# Elephant Pattern



## Sassycrafty1 (Oct 10, 2011)

Hello Ladies,
A lot of you ladies asked for the pattern for the elephant so here it is.

The head, body, arms is the same as for the bear.
The legs add 4 more rows
Trunk Pattern:
Row 1: Ch 2 6 sc in second ch from hook, place marker for rounds.
Row 2: 2 sc in each stitch around (12)
Row 3: 2 sc in the next 3 sts, 1 sc in the next 9 sts (15)
Rows 4-14: sc in each st around
Row 15: 2 sc in each st around
Row 16: sc in each st around
Break off thread and sew to head.
Embroidery mouth on bottom underneath trunk in a v shape.

Elephant Ears Pattern:
Row 1: Ch 15 sc in second ch from hook and in each ch across (14)
Row 2: Dec 1 st (sc2tog- 1 dec made) sc across to last 2 sts make dec
Row 3: Sc across row
Row 4: Dec 1 st, sc across to last 2 sts, dec st
Row 5: sc across row
Row 6: Dec 1 st, sc across to last 2 sts, dec st
Row 7: Sc across row
Row 8: Dec 1 st, sc across to last 2 sts
Row 9: Sc across row
Row 10: Dec 1 st, sc across to last 2 sts, dec st
Row 11 - 17: sc across row
Row 18: Dec 1 st at beginning and end.
Break off thread leaving a long tail for sewing.
Sew to elephants head. 

I think that is how I did it. Feel free to play around with this pattern and do let me know if there are any mistakes in it.
Thank you all


----------



## alysonclark (Jun 30, 2011)

Thanks for posting this .I will definately be having a go at making one .Alyson x


----------



## DonnieK (Nov 23, 2011)

### Short problem 1
Sift through the records and copy out each line that contains the word "blue".
The elephant pattern thread and the records are unrelated material.

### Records
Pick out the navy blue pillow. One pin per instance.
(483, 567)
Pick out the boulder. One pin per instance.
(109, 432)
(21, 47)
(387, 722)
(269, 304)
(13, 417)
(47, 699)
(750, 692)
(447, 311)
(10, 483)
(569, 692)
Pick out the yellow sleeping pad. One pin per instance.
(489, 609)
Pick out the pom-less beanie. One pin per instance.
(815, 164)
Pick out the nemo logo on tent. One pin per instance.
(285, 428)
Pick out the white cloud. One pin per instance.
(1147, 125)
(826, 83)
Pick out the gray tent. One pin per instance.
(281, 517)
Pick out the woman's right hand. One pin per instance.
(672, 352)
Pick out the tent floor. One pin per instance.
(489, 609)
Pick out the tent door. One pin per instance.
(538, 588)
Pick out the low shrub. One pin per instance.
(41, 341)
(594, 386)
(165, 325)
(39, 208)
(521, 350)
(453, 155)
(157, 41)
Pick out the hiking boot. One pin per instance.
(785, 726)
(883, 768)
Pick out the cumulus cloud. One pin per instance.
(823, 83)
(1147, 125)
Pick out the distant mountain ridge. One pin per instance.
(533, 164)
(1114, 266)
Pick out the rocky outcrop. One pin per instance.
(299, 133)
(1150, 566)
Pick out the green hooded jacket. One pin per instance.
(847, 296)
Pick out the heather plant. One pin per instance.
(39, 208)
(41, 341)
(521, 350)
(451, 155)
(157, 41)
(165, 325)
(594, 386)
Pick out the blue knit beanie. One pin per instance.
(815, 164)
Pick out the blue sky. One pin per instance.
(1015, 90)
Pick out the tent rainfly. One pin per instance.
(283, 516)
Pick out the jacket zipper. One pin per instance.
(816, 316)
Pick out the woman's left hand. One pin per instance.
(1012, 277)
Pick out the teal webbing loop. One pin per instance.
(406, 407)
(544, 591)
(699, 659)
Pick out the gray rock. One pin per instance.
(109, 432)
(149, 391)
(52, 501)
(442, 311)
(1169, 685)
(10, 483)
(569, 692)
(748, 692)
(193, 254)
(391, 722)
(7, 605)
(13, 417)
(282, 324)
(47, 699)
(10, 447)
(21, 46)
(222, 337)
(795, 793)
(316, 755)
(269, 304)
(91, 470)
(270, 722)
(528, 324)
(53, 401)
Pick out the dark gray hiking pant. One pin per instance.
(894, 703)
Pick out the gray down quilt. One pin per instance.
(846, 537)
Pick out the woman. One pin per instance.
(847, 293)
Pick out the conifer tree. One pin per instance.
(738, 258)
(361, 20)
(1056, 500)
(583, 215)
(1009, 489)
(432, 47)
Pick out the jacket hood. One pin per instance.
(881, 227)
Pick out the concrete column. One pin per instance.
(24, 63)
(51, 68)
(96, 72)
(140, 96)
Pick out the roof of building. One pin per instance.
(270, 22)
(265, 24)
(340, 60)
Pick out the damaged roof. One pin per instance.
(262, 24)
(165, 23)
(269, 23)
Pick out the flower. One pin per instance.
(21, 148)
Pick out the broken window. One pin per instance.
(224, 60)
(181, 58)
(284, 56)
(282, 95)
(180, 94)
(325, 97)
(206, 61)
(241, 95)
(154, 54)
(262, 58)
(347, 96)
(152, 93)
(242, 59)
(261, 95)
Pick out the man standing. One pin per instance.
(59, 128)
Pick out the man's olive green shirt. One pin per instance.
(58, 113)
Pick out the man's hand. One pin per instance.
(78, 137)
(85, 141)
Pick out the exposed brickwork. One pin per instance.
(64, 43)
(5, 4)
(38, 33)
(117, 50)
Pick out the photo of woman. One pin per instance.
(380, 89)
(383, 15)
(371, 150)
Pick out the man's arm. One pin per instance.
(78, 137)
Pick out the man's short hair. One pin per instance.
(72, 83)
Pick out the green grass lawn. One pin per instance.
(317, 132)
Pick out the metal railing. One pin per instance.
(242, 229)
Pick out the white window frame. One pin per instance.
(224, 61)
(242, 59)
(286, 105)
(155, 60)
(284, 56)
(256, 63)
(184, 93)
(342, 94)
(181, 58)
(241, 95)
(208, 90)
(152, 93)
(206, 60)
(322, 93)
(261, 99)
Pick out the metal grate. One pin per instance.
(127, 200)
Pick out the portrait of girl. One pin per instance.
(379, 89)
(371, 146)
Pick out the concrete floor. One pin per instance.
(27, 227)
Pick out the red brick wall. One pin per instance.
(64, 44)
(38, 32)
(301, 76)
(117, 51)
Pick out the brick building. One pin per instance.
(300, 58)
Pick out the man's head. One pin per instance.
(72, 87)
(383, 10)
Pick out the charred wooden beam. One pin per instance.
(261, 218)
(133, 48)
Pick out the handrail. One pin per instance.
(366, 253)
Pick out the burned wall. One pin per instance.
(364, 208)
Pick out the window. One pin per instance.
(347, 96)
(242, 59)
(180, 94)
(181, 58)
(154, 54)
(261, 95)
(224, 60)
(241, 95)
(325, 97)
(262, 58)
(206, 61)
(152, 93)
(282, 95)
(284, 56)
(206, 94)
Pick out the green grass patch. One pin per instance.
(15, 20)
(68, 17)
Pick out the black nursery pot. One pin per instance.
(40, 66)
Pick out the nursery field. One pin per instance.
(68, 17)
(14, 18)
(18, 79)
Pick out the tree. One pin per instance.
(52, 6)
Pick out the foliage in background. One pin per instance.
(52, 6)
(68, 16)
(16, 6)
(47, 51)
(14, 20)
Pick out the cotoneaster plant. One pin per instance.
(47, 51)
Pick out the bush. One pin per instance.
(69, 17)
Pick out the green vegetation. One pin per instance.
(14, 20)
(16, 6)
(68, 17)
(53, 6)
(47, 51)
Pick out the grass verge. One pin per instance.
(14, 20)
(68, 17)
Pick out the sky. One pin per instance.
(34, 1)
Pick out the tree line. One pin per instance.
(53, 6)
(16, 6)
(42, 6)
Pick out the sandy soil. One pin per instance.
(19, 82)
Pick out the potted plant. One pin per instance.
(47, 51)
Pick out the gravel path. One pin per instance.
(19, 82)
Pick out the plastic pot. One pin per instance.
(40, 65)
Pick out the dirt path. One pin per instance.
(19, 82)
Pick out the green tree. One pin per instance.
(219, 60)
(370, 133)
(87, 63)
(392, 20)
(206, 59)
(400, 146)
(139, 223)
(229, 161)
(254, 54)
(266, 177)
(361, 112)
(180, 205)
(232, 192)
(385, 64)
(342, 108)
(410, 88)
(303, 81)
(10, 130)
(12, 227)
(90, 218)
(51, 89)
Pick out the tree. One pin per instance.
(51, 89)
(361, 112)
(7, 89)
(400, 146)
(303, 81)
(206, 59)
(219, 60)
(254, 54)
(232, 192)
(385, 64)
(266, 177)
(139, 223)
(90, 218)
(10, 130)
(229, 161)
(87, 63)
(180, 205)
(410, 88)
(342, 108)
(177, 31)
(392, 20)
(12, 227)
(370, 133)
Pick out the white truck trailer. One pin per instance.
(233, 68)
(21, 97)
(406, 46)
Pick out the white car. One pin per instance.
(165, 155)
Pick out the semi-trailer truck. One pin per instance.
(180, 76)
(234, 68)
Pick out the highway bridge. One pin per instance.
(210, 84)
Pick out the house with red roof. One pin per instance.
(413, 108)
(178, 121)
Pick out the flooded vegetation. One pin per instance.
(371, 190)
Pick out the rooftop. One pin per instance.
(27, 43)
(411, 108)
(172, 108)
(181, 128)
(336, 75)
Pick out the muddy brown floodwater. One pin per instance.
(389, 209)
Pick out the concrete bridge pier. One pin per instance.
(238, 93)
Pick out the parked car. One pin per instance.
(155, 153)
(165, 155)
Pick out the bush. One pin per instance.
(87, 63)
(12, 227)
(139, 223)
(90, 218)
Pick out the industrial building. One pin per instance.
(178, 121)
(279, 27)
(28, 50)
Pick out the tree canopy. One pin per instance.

### Short problem 2
Write the next part of the elephant pattern thread, picking up after its last line.

### Expected answer 1
Pick out the navy blue pillow. One pin per instance.
Pick out the blue knit beanie. One pin per instance.
Pick out the blue sky. One pin per instance.

### Expected answer 2
Busy making bear now, but, I copied this and will give it a go also. I am having a great time with this bear. (Sorry, bear is not your pattern). But, your elephant is adorable and just looks like he is saying "Make me next!"
Thank you so very much.


----------



## TabathaJoy (Mar 5, 2011)

Thank you for the pattern. Will now have to make one. Currently making number 2 bunny. Have a question, what do you do to get the head to stay straight? Mine always seem to lean forward? Thanks again for the wonderful patterns.


----------



## Helena420 (Sep 18, 2011)

A pattern I made had half a straw in the neck to support it - amidst the filling.


----------



## TabathaJoy (Mar 5, 2011)

Helena420 said:


> A pattern I made had half a straw in the neck to support it - amidst the filling.


I will try that. Thanks


----------



## Mare (Jan 19, 2011)

How adorable... makes me wish I could crochet!!!


----------



## Helena420 (Sep 18, 2011)

Love the hat and ugg boots! Do you have a pattern?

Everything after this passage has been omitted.